| PASSAGE EXTRAIT |

###

Dans l’acte III, trois personnages bien connus entrent en scène : Messieurs Chirac, Blair et Schröder. En 2003, ces trois Messieurs ont pris leur plus belle plume pour écrire conjointement au président de la commission européenne pour soutenir l’industrie chimique : « Nous devons veiller à ne pas imposer de charges [le terme est souligné car il est identique à celui mentionné
dans la constitution européenne] inutiles à l’industrie. ... Nous devons veiller à ce que ces propositions ne portent pas atteintes aux intérêts légitimes des entreprises de l’Union sur le marché mondial. ... Nous vous serions reconnaissants ... de contribuer ainsi à faire de la nouvelle
réglementation du régime applicable aux produits chimiques un modèle de nos efforts pour renforcer la compétitivité industrielle de l’Union européenne. »
C’est d’une limpidité stupéfiante : « Vous êtes prié s’il vous plaît de laisser l’industrie chimique continuer à faire de bonnes affaires, notamment pour satisfaire les intérêts légitimes de ses actionnaires, qui exigent un retour sur investissement avec une rentabilité de 15 % par an ! »

Acte final : sous la pression de l’industrie chimique, soutenue par des serviteurs aussi zélés que Messieurs Chirac, Blair et Schröder, une version considérablement édulcorée du projet REACH sera présentée au printemps 2005 au parlement européen.

En conclusion, au nom de la libre concurrence (citée 29 fois dans les 4 parties de la constitution européenne, pour le cas où le lecteur n’aurait pas bien compris ce qui est vraiment important), de la compétitivité de l’économie européenne (objectif affiché à de nombreuses reprises dans la
constitution européenne), de charges considérées comme insupportables et inutiles et d’un coût jugé disproportionné, une réglementation, visant la protection de la santé humaine, est quasiment mis au placard.

###

| ENREGISTREMENTS |
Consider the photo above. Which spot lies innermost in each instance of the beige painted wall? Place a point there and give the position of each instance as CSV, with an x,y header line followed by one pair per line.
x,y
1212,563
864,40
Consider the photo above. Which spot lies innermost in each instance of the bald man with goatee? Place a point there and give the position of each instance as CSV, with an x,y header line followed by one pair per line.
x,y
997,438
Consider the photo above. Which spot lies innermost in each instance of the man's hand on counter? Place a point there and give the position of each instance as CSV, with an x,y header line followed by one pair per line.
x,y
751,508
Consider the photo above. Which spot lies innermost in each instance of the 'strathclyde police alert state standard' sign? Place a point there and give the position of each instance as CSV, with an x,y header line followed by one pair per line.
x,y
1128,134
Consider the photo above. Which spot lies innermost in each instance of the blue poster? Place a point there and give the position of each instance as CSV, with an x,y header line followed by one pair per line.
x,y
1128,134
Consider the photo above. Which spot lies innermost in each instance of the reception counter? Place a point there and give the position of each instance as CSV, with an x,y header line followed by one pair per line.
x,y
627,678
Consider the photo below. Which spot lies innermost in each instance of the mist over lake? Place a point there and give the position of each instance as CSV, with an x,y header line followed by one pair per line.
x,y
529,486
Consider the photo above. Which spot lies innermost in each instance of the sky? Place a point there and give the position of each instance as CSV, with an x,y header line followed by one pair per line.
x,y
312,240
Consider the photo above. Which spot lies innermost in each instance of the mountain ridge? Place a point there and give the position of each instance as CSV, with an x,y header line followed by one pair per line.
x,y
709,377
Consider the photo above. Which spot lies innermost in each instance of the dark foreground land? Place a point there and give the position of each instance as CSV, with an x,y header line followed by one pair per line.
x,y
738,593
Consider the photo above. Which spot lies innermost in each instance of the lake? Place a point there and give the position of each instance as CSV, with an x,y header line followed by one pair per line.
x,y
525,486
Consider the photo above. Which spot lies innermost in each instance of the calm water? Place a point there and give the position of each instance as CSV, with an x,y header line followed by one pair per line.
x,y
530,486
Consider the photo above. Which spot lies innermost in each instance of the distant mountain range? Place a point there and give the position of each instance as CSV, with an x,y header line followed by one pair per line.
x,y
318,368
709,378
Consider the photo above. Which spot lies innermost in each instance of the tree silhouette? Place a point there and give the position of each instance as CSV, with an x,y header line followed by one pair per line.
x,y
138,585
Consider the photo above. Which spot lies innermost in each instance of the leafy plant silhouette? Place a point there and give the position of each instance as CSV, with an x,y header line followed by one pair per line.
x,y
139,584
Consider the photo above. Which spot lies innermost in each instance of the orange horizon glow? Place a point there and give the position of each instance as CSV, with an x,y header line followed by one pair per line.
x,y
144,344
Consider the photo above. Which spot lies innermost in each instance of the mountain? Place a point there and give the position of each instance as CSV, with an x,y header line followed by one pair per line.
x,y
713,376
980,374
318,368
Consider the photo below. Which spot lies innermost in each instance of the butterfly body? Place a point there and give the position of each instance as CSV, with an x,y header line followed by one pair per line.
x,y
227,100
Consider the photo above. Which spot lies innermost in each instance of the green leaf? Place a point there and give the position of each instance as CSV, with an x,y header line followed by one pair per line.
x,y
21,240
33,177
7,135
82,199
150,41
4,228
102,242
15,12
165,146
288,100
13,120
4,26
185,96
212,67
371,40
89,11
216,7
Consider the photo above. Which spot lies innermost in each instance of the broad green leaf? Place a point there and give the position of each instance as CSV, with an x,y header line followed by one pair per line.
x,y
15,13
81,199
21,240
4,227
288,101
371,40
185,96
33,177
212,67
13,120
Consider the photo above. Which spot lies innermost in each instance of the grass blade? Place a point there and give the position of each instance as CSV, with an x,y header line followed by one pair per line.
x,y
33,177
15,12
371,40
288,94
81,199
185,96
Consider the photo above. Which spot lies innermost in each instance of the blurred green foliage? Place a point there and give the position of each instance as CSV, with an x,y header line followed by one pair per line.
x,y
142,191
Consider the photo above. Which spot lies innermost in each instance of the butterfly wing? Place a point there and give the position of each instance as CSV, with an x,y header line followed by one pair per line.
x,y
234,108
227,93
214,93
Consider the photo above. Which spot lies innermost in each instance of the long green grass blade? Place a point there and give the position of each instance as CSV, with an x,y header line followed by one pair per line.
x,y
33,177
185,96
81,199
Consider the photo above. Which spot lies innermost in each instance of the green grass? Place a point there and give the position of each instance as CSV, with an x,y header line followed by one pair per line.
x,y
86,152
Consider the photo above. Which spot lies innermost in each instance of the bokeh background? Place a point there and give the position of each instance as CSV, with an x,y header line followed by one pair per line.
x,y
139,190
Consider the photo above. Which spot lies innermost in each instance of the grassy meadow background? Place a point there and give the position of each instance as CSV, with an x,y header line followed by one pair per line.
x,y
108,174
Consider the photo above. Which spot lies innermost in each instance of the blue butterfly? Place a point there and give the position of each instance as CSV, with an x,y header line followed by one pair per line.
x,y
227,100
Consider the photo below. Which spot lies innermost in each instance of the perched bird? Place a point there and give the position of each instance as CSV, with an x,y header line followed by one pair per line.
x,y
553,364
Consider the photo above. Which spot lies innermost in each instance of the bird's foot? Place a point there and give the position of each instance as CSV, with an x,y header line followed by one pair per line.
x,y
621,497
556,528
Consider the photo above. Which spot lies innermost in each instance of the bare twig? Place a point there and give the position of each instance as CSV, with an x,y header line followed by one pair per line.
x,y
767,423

###

Poursuivez le texte consacré au projet REACH et à l'industrie chimique en reprenant immédiatement après sa dernière phrase.

IV. Conclusion

Il apparaît que le contenu de la constitution européenne, de manière subtile, ne peut que renforcer les pratiques désastreuses, certes déjà existantes, visant à servir en priorité les intérêts des multinationales, de leurs actionnaires et des détenteurs de capitaux au mépris de la vie humaine, et surtout offre un cadre institutionnel et légal pour les « légitimer ».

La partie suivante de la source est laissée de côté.